→ **WHAT TO PRODUCE**
Copy out all of the records below word for word, keeping every line as it stands.

→ **RECORDS**
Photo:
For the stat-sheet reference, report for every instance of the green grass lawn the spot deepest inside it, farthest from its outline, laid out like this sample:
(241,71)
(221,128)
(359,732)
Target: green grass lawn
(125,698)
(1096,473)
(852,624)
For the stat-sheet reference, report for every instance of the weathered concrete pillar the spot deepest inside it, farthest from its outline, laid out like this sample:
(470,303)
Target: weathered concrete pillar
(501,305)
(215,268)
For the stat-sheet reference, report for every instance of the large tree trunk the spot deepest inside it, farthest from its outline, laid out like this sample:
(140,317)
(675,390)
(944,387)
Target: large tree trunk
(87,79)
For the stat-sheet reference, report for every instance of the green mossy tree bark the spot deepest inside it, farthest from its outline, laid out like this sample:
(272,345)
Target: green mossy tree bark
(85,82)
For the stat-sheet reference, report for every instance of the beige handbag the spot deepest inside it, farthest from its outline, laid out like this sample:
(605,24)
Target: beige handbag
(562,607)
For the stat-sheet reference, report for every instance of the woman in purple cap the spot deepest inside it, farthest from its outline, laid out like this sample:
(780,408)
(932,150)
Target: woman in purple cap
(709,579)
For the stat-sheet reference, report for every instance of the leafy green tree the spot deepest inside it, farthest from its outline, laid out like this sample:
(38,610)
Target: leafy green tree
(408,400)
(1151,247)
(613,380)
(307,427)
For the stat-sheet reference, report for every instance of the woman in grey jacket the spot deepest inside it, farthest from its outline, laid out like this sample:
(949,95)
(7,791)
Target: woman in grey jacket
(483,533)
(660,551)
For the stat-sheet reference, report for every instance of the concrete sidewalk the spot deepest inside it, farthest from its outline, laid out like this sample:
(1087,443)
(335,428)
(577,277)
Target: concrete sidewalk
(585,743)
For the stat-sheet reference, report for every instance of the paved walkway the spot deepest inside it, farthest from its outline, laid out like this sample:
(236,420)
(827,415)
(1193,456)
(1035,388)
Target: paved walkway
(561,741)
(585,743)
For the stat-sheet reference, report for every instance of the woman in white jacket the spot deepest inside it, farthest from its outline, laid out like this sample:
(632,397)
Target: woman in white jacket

→ **WRITTEN REPLY**
Photo:
For the stat-sheet reference, report for every instance of the green grass lawn the spot deepest inside it, farthest from its outline, laid out like this sample:
(241,71)
(221,128)
(359,732)
Target: green grass lawn
(125,698)
(1096,473)
(852,624)
For the stat-sheet reference, report for every instance of the weathered concrete pillar the spot deepest inside it, farthest from its outline, laid out like this sample:
(470,303)
Target: weathered concrete pillar
(501,305)
(215,268)
For the stat-sheet reference, report for every instance of the large tree trunk the spot deepest inside it, farthest from its outline, laid out like this sample:
(140,317)
(675,390)
(944,387)
Target: large tree trunk
(87,79)
For the stat-sheet reference, report for every instance of the green mossy tree bark the spot deepest inside it, farthest from its outline, laid out like this sample:
(272,345)
Target: green mossy tree bark
(85,82)
For the stat-sheet reference, report for every instance of the beige handbag the spot deepest inside it, farthest from its outline, laid out like this sample:
(605,24)
Target: beige handbag
(562,607)
For the stat-sheet reference, report for every instance of the woman in purple cap the spot deepest inside it, farthest from its outline, laid out like this sample:
(780,408)
(932,150)
Target: woman in purple cap
(709,579)
For the stat-sheet reference, report for every instance of the leafy green tree the spot deepest inside it, farthest from its outline, laid out like this sample:
(38,610)
Target: leafy green tree
(408,400)
(1151,247)
(613,380)
(307,427)
For the stat-sheet reference, report for every instance of the woman in grey jacket the spot deepest inside it, farthest from its outline, laid out like this sample:
(949,95)
(7,791)
Target: woman in grey jacket
(483,533)
(660,551)
For the stat-sheet reference, report for every instance of the concrete sidewalk the spot deepest inside it, farthest from its outline, laid out like this sample:
(1087,443)
(335,428)
(577,277)
Target: concrete sidewalk
(585,743)
For the stat-sheet reference, report for every instance of the paved walkway the spot deepest inside it, farthest from its outline, laid out like this sample:
(236,420)
(827,415)
(1193,456)
(1035,388)
Target: paved walkway
(561,741)
(585,743)
For the stat-sheet reference, report for every instance of the woman in white jacket the spot deepest inside it, farthest from its outline, laid out like this sample:
(632,397)
Target: woman in white jacket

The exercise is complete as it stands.